PASSAGE PROVIDED:

+ + + +

Coronavirus: Chinese factories suspend own production to make masks in fight against virus

Masks are seen on a production line at a factory in Shanghai on Jan 31, 2020. PHOTO: REUTERS

SHENYANG (XINHUA) - A garment plant in Fushun, northeast China's Liaoning province, recently bought 10 tonnes of medical non-woven fabric and began producing masks.

"About 20 workers at the plant can produce over 5,000 masks a day," said the head of the company. The masks are expected to be delivered to medics at the frontlines of the battle against the novel coronavirus.

Many factories across the country have suspended their own production and turned to manufacturing medical supplies to fill the demand gap amid the outbreak.

Data from the National Development and Reform Commission, the country's top economic planner, showed China produces about half of the world's masks with a daily output of 20 million. But that remains insufficient to meet the demand that has risen exponentially in recent weeks following the outbreak of the virus.

Even global stocks of personal protection equipment are raising red flags, according to the World Health Organisation.

Since masks are considered simple products that can be manufactured by existing production lines without much retrofitting, China has encouraged factories to join the production of protective masks to increase supply.

Liuzhou-based auto maker SGMW in south China's Guangxi Zhuang autonomous region last week announced that it would revamp 14 of its production lines to produce N95 and other surgical masks with a daily output expected to reach more than 1.7 million.

A Foxconn plant also began trial-producing masks last week and is applying for product qualification certification.

Data from Chinese online database query platform showed more than 3,000 companies in China had added "masks, protective clothing, disinfectant, thermometers and medical equipment" to their business scope since the year began.

Local governments have also rolled out supportive policies such as fund subsidies, fast approval, financing and manpower support to help factories switch production.

The local government in Liaoning's capital city of Shenyang recently helped a medical science and technology firm re-register its business licence within a day, after learning that the company still kept its factory and equipment for making surgical masks despite having closed its production line due to poor management five years ago.

It also allocated funds to help the firm resume production of the masks within days.

"We now can produce 20,000 medical protective masks a day and the daily output is estimated to reach 220,000 when a new line enters production in about 20 days," said Mr Gao Wei, the company's general manager.

Some manufacturers, however, have expressed concern about the possibility of overcapacity when the epidemic is resolved. In response, Mr Lian Weiliang, deputy director of the NDRC, said the government would be the ultimate buyer if the market could not consume all the products.

More than 76 per cent of mask production capacity in China's 22 provincial regions were back in operation by Monday (Feb 10), according to Mr Cong Liang, secretary-general of the National Development and Reform Commission.

+ + + +

DATASET SECTION:

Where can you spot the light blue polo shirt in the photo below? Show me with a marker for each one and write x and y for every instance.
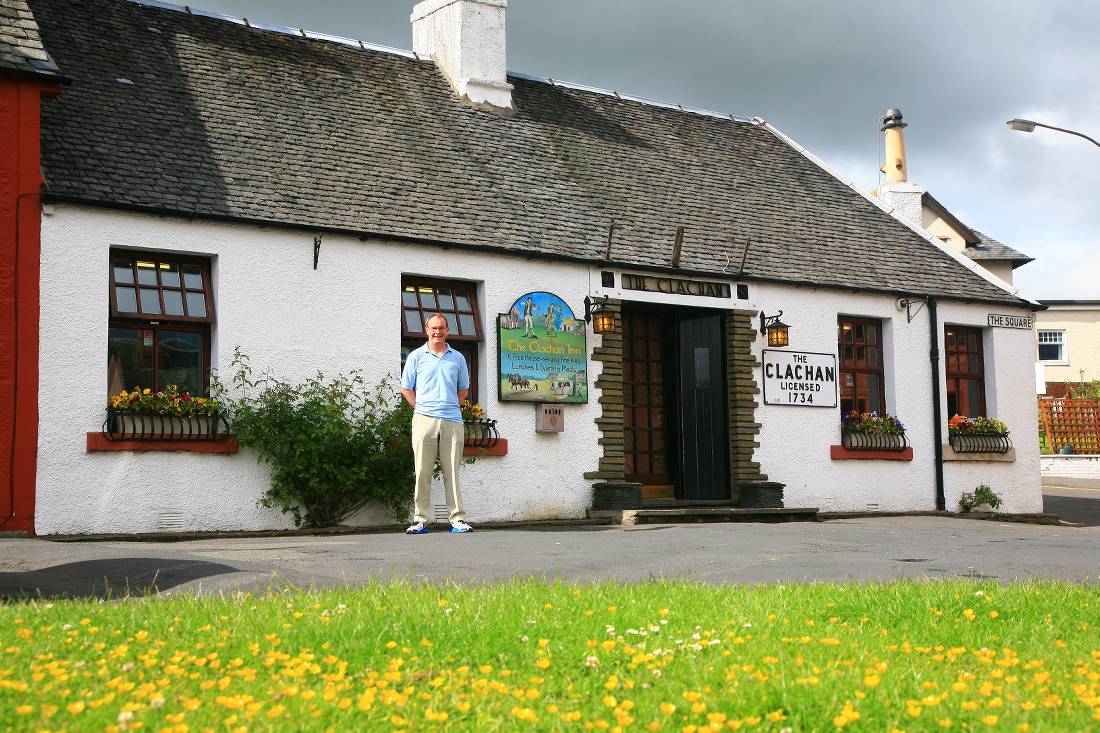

+ + + +

WORK TO COMPLETE:
[1] How would you render this sentence from the article on mask production in Spanish: "Many factories across the country have suspended their own production and turned to manufacturing medical supplies to fill the demand gap amid the outbreak."
[2] Can you write out the article on mask production from the words "Coronavirus: Chinese factories" up to and including the words "the novel coronavirus."?
Work from the article on mask production alone.

TASK-BY-TASK OUTPUTS:
[1] Muchas fábricas de todo el país han suspendido su propia producción y se han dedicado a fabricar suministros médicos para cubrir la brecha de demanda en medio del brote.

[2]
Coronavirus: Chinese factories suspend own production to make masks in fight against virus

Masks are seen on a production line at a factory in Shanghai on Jan 31, 2020. PHOTO: REUTERS

SHENYANG (XINHUA) - A garment plant in Fushun, northeast China's Liaoning province, recently bought 10 tonnes of medical non-woven fabric and began producing masks.

"About 20 workers at the plant can produce over 5,000 masks a day," said the head of the company. The masks are expected to be delivered to medics at the frontlines of the battle against the novel coronavirus.